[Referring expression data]
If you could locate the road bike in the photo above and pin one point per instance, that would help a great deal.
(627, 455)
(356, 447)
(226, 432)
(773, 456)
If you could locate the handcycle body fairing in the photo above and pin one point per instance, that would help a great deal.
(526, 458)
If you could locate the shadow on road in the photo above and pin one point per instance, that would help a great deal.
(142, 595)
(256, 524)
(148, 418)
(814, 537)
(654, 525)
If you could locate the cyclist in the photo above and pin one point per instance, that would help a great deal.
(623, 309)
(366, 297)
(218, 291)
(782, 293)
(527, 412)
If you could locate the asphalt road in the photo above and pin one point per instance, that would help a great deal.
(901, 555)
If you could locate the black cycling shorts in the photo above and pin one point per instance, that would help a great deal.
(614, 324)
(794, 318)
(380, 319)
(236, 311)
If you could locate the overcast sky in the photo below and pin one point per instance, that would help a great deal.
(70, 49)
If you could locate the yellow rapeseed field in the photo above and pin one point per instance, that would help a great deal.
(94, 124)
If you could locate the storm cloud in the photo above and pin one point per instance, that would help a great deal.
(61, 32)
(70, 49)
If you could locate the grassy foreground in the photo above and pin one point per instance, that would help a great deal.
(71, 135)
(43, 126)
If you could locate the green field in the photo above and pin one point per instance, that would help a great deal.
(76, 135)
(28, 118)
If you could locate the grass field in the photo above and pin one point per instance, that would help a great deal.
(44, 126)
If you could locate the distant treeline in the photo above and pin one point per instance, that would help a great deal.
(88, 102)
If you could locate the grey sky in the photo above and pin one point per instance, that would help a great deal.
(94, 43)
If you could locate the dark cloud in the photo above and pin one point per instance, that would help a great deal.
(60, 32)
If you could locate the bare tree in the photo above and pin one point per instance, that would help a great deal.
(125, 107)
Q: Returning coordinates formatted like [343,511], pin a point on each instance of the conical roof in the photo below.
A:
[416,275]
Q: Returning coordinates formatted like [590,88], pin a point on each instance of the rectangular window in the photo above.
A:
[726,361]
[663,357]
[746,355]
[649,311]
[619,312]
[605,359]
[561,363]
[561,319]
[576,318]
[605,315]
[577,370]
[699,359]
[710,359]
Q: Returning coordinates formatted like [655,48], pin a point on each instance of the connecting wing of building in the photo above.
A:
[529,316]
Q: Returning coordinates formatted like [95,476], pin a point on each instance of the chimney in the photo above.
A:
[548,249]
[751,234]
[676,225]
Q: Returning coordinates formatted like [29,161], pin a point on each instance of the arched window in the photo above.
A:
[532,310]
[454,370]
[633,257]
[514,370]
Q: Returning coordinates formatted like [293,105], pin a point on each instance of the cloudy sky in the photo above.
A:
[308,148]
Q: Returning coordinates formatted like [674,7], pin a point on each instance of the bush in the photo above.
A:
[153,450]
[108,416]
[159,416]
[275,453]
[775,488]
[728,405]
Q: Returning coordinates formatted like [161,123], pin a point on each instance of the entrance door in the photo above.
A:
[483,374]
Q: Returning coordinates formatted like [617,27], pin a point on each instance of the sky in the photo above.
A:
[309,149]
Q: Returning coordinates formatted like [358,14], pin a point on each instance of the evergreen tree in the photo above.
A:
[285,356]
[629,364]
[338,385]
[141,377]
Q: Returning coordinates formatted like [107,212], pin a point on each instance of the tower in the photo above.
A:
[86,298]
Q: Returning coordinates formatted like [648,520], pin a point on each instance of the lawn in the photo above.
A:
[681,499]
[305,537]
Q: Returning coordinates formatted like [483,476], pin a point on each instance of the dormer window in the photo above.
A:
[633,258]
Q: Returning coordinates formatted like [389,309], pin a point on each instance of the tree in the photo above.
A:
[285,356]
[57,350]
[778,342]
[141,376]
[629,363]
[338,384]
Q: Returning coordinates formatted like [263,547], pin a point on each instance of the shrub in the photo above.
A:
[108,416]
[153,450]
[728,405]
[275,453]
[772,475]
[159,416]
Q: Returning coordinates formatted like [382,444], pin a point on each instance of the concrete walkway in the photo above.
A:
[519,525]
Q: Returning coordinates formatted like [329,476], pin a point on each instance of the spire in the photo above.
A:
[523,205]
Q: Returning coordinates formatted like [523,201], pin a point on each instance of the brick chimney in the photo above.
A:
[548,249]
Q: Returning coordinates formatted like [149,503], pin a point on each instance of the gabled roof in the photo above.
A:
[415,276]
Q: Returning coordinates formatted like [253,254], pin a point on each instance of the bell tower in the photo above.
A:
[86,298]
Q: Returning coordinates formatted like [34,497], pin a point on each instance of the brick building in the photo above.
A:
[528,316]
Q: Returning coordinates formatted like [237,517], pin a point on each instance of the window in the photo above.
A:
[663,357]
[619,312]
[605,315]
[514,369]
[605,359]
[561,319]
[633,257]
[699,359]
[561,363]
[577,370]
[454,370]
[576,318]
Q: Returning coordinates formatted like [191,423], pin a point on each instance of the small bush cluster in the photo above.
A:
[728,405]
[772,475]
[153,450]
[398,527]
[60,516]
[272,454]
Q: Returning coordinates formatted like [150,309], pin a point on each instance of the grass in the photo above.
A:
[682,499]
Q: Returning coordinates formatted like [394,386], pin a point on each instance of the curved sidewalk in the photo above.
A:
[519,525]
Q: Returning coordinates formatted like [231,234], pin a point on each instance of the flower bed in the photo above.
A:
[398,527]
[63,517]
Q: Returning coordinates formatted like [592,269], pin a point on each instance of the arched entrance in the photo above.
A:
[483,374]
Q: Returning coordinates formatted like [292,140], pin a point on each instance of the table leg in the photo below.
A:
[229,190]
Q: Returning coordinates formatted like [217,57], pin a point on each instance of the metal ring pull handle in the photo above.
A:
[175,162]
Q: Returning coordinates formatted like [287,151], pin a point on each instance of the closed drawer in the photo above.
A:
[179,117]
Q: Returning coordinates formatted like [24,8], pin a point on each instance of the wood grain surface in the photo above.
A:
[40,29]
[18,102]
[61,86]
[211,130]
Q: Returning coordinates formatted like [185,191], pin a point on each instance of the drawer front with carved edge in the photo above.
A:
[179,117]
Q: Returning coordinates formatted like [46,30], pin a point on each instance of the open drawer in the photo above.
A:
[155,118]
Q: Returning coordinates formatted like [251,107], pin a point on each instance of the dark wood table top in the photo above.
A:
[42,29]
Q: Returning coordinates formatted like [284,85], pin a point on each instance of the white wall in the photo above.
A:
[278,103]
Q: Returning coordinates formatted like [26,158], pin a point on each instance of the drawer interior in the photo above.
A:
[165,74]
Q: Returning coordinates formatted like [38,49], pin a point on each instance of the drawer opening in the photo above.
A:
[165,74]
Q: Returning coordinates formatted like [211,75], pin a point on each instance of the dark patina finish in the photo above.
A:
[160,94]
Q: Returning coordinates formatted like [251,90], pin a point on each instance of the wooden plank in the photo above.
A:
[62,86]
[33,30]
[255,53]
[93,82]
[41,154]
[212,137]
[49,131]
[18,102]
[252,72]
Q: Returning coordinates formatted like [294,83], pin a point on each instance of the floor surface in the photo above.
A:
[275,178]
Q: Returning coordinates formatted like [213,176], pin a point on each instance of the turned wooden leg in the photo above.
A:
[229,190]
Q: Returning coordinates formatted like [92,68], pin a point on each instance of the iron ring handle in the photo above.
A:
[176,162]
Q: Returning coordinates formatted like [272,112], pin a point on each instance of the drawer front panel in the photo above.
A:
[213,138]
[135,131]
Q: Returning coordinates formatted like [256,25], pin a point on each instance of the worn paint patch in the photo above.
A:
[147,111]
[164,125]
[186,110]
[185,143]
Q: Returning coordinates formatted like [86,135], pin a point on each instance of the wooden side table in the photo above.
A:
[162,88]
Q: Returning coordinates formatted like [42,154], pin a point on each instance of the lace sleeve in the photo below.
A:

PROBLEM - Each record must be output exactly, with none omitted.

RESPONSE TO THE EXERCISE -
If you could locate the road bike in the photo above and pin one point per instance, that would help a great deal.
(627, 455)
(356, 447)
(226, 432)
(773, 456)
If you could locate the handcycle body fairing in the photo above and pin one point per instance, that would help a great deal.
(526, 458)
If you could locate the shadow on road in the photo above and pin one point per instance, that would help a great deal.
(142, 595)
(256, 524)
(148, 418)
(814, 537)
(654, 525)
If you could locate the cyclist in the photo above and pin one point per instance, that would help a great deal.
(623, 309)
(366, 297)
(218, 291)
(782, 293)
(527, 412)
If you could locate the asphalt road in the photo above and pin one point per instance, that would help a great deal.
(901, 555)
If you could locate the black cycling shorts in the photo above and pin one point per instance, that would help a great deal.
(614, 324)
(794, 318)
(380, 319)
(236, 311)
If you could locate the overcast sky in the photo below and pin one point per instance, that would help a great deal.
(70, 49)
If you could locate the yellow rapeseed field in the photo above and pin one point per instance, that would help a great deal.
(94, 124)
If you could locate the storm cloud in the photo above and pin one point per instance, that would help a great deal.
(61, 32)
(70, 49)
If you could locate the grassy foreground in the photo above and pin one point per instance, that would help a great deal.
(71, 135)
(43, 126)
If you could locate the green field in the photo above and pin one point per instance, that would help a great deal.
(76, 135)
(28, 118)
If you could locate the grass field in the photo above and pin one point per instance, that would help a great deal.
(44, 126)
If you could locate the distant treeline in the photo above and pin one point per instance, that would help a great deal.
(88, 102)
If you could locate the grey sky in the photo above and pin one point per instance, that would help a great deal.
(94, 43)
If you could locate the dark cloud in the photo above and pin one point per instance, that would help a great deal.
(60, 32)
If you could locate the bare tree in the photo above and pin one point per instance, that would help a great deal.
(125, 107)
Q: Returning coordinates formatted like [343,511], pin a point on each instance of the conical roof in the photo below.
A:
[416,275]
Q: Returning coordinates formatted like [590,88], pin a point on each instance of the rectangular window in the photo above.
A:
[726,361]
[663,357]
[746,355]
[649,311]
[619,312]
[605,359]
[561,363]
[561,319]
[576,318]
[605,315]
[577,370]
[699,359]
[710,359]
Q: Returning coordinates formatted like [655,48], pin a point on each instance of the connecting wing of building in the photo above.
A:
[529,316]
Q: Returning coordinates formatted like [95,476], pin a point on each instance of the chimney in the photo above.
A:
[548,249]
[751,234]
[676,225]
Q: Returning coordinates formatted like [29,161], pin a point on each instance of the arched window in the photo above.
A:
[532,310]
[454,370]
[633,257]
[514,370]
Q: Returning coordinates formatted like [293,105], pin a point on each instance of the cloudy sky in the photo above.
A:
[308,148]
Q: Returning coordinates formatted like [674,7], pin a point on each instance of the bush in the photo above.
A:
[153,450]
[108,416]
[159,416]
[275,453]
[775,488]
[728,405]
Q: Returning coordinates formatted like [161,123], pin a point on each instance of the entrance door in the photo above.
A:
[483,374]
Q: Returning coordinates formatted like [617,27], pin a point on each instance of the sky in the photo above.
A:
[309,149]
Q: Returning coordinates formatted like [358,14], pin a point on each instance of the evergreen tree in the photo above.
A:
[285,356]
[629,364]
[338,385]
[141,377]
Q: Returning coordinates formatted like [107,212], pin a point on each instance of the tower in the photo above.
A:
[86,298]
Q: Returning coordinates formatted like [648,520], pin a point on each instance of the lawn in the photo above.
A:
[681,499]
[305,537]
Q: Returning coordinates formatted like [483,476], pin a point on each instance of the dormer window in the photo above.
A:
[633,258]
Q: Returning coordinates formatted like [389,309], pin a point on each instance of the tree in the photo above.
A:
[285,356]
[57,350]
[778,342]
[141,376]
[629,363]
[338,384]
Q: Returning coordinates formatted like [263,547], pin a point on each instance of the shrub in the photo above.
A:
[108,416]
[153,450]
[728,405]
[275,453]
[772,475]
[159,416]
Q: Returning coordinates formatted like [382,444], pin a point on each instance of the concrete walkway in the photo above.
A:
[519,525]
Q: Returning coordinates formatted like [329,476], pin a point on each instance of the spire in the photo above.
A:
[523,205]
Q: Returning coordinates formatted like [523,201], pin a point on each instance of the brick chimney in the photo above.
A:
[548,249]
Q: Returning coordinates formatted like [149,503], pin a point on each instance of the gabled roof in the photo above.
A:
[415,276]
Q: Returning coordinates formatted like [253,254], pin a point on each instance of the bell tower in the photo above.
A:
[86,298]
Q: Returning coordinates formatted like [34,497], pin a point on each instance of the brick building in the photo above.
A:
[528,316]
Q: Returning coordinates formatted like [237,517], pin a point on each instance of the window in the photo above.
A:
[663,357]
[619,312]
[605,315]
[514,369]
[605,359]
[561,319]
[633,257]
[699,359]
[561,363]
[577,370]
[454,370]
[576,318]
Q: Returning coordinates formatted like [191,423], pin a point on each instance of the small bush cluster in the photo above.
A:
[728,405]
[772,475]
[153,450]
[398,527]
[60,516]
[272,454]
Q: Returning coordinates formatted like [150,309], pin a point on each instance of the grass in the photo above.
A:
[682,499]
Q: Returning coordinates formatted like [394,386], pin a point on each instance of the curved sidewalk in the photo above.
A:
[519,525]
Q: Returning coordinates formatted like [231,234], pin a point on each instance of the flower bed in the photo above.
A:
[398,527]
[63,517]
Q: Returning coordinates formatted like [592,269], pin a point on each instance of the arched entrance in the photo above.
A:
[483,374]
Q: Returning coordinates formatted like [292,140], pin a point on each instance of the table leg in the photo below.
A:
[229,190]
Q: Returning coordinates formatted like [217,57], pin a point on each instance of the metal ring pull handle in the photo above.
A:
[175,162]
Q: Returning coordinates formatted like [287,151], pin a point on each instance of the closed drawer in the photo above.
A:
[179,117]
Q: Returning coordinates formatted like [24,8], pin a point on each instance of the wood grain surface in the photo above.
A:
[40,29]
[18,102]
[61,86]
[211,130]
Q: Returning coordinates formatted like [185,191], pin a point on each instance of the drawer front with carved edge in the photo above.
A:
[179,117]
Q: Returning coordinates formatted like [46,30], pin a point on each instance of the open drawer in the photo above.
A:
[155,118]
Q: Returning coordinates formatted like [251,107], pin a point on each instance of the dark wood table top in the photo above.
A:
[42,29]
Q: Returning coordinates formatted like [284,85], pin a point on each instance of the white wall in the photo above.
A:
[278,103]
Q: Returning coordinates formatted like [26,158], pin a point on each instance of the drawer interior in the photo above.
A:
[165,74]
Q: Returning coordinates formatted like [38,49], pin a point on each instance of the drawer opening in the photo above.
A:
[165,74]
Q: Returning coordinates formatted like [211,75], pin a point on each instance of the dark patina finish in the photo above.
A:
[160,94]
Q: Returning coordinates formatted like [251,90], pin a point on each instance of the wooden plank in the photo above.
A:
[62,86]
[33,30]
[255,53]
[93,82]
[41,154]
[212,137]
[49,131]
[18,102]
[252,72]
Q: Returning coordinates formatted like [294,83], pin a point on each instance of the floor surface in the photo above.
A:
[275,178]
Q: Returning coordinates formatted like [213,176], pin a point on each instance of the turned wooden leg in the photo above.
A:
[229,190]
Q: Returning coordinates formatted like [92,68], pin a point on each instance of the iron ring handle in the photo above.
A:
[176,162]
Q: Returning coordinates formatted like [272,112], pin a point on each instance of the drawer front panel in the photo above.
A:
[213,138]
[135,131]
Q: Returning coordinates formatted like [256,25], pin a point on each instance of the worn paint patch in the photo above.
A:
[147,111]
[164,125]
[186,110]
[185,143]
Q: Returning coordinates formatted like [86,135], pin a point on each instance of the wooden side table in the photo above.
A:
[162,88]
Q: Returning coordinates formatted like [42,154], pin a point on each instance of the lace sleeve in the photo below.
A:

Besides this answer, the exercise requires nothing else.